• [WHAT IS EXPECTED]:
Copy each line below that contains the string "Find". Letter case counts.

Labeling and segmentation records

• • • • •

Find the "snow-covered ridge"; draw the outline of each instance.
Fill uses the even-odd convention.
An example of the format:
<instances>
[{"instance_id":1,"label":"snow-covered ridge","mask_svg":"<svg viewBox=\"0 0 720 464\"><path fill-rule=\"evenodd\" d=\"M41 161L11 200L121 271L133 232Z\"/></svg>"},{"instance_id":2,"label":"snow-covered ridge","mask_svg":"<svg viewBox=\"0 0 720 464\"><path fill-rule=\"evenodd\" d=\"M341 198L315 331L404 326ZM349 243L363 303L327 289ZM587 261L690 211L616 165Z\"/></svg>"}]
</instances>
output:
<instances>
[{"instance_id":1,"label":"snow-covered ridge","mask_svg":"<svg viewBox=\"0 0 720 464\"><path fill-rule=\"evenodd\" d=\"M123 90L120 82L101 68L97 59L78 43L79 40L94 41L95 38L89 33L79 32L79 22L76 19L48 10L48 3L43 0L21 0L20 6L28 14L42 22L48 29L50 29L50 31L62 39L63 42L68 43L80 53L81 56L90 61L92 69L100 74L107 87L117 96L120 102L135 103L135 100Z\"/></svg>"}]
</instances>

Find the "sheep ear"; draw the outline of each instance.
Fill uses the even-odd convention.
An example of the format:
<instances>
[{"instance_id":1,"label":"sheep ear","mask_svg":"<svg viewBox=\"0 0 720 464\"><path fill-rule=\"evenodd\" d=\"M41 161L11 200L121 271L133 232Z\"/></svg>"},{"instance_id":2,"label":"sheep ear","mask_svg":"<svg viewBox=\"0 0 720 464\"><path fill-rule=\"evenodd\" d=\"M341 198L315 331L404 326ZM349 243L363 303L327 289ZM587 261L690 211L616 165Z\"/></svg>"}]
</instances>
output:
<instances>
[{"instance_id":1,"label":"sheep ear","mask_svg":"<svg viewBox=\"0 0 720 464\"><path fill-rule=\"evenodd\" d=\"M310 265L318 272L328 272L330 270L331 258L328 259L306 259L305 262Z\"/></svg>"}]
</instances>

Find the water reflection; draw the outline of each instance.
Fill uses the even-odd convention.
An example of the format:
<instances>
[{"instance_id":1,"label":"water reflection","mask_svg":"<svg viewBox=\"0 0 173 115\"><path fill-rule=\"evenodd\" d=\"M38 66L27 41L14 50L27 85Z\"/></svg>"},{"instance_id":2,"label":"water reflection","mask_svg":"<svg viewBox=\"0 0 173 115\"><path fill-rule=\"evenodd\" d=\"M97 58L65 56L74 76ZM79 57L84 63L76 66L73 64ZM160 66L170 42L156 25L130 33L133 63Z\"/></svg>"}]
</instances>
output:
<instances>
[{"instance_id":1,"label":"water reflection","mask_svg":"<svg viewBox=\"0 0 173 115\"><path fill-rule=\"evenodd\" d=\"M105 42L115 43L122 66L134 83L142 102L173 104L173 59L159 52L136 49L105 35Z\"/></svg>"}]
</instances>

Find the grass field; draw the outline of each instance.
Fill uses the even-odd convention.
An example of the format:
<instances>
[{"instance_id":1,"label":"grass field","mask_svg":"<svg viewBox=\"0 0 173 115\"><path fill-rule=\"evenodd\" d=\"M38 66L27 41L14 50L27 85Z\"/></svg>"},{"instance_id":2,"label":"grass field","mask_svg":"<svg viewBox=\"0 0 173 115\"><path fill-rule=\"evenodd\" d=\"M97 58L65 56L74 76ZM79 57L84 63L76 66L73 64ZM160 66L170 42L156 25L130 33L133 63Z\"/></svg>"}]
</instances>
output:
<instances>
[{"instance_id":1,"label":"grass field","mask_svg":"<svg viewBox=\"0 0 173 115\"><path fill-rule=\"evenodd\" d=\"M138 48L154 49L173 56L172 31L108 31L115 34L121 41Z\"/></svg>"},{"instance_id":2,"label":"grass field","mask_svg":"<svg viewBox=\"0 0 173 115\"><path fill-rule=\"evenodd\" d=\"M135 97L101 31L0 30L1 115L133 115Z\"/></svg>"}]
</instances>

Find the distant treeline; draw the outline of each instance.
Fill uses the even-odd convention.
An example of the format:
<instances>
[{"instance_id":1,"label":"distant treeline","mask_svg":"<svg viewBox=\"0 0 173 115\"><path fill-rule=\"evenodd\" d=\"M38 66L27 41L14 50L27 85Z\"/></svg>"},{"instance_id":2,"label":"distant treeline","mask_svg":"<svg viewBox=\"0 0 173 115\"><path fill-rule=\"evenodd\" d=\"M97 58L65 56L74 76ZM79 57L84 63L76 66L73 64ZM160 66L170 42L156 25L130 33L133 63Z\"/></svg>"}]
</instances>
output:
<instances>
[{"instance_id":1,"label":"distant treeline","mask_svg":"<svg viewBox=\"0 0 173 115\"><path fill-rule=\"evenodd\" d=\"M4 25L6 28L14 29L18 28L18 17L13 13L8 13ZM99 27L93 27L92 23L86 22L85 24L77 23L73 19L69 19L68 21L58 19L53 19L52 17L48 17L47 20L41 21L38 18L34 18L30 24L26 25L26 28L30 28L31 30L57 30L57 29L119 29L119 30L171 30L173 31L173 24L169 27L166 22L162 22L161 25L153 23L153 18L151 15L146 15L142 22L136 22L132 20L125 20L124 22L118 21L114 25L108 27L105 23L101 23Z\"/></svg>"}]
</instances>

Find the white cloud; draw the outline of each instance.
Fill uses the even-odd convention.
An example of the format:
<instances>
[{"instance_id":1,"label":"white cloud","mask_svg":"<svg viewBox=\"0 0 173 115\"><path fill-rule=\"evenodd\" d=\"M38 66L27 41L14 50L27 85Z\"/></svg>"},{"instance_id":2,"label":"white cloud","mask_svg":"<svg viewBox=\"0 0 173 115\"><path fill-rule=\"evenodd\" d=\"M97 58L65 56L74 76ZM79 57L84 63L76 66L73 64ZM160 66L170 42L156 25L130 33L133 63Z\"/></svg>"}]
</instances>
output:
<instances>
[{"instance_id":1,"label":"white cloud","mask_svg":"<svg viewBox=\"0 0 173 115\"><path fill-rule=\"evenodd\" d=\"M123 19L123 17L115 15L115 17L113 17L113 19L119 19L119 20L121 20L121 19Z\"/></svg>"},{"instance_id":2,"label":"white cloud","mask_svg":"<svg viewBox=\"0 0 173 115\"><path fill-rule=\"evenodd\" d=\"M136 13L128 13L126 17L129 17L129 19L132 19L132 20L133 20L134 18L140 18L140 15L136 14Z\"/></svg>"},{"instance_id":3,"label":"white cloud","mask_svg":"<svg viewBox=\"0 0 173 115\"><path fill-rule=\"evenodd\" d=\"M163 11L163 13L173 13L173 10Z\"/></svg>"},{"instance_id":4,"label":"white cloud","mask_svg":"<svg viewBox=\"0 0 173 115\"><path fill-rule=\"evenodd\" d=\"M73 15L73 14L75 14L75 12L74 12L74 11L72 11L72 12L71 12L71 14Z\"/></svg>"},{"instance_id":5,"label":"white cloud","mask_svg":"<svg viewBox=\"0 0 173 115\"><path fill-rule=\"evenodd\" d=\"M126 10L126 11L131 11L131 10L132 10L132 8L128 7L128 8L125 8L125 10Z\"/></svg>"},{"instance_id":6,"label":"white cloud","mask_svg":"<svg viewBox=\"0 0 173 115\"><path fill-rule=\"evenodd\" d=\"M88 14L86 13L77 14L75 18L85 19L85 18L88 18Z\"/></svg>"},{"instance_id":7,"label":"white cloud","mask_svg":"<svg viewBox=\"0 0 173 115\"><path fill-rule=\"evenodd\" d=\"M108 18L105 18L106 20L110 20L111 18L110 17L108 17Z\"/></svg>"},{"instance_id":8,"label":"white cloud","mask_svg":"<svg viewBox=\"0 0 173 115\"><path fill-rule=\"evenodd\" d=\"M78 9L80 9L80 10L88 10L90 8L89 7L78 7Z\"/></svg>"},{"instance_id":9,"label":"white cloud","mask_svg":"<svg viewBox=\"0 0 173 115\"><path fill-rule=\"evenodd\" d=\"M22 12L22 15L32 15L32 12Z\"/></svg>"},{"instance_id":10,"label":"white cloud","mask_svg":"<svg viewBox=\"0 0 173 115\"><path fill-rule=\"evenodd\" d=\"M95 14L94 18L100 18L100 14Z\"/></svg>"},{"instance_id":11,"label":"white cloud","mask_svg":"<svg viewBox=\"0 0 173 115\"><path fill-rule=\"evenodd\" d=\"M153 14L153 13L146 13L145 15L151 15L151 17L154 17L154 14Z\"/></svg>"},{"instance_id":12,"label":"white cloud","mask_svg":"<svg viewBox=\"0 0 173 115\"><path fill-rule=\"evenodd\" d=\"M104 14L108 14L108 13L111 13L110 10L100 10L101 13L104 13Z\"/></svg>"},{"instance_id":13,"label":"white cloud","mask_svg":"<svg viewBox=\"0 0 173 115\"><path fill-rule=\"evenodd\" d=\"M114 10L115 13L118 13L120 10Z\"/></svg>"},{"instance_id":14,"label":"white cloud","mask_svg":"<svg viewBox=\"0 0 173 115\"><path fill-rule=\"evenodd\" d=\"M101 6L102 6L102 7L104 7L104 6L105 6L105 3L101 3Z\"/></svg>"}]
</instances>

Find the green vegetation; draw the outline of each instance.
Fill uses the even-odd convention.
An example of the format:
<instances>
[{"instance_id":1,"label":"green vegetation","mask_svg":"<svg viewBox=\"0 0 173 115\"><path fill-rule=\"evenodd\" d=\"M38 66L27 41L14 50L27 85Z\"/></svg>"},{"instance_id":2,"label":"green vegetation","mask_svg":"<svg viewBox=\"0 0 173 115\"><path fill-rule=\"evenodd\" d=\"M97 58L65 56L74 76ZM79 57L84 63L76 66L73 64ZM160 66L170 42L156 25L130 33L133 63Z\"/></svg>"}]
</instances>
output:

• • • • •

• [OUTPUT BELOW]:
Find the "snow-covered ridge"; draw the outline of each instance.
Find the "sheep ear"; draw the outline of each instance.
Find the water reflection; draw the outline of each instance.
Find the grass field; draw the outline of each instance.
Find the distant treeline; draw the outline of each instance.
Find the white cloud; draw the outline of each instance.
Find the green vegetation; draw the outline of each instance.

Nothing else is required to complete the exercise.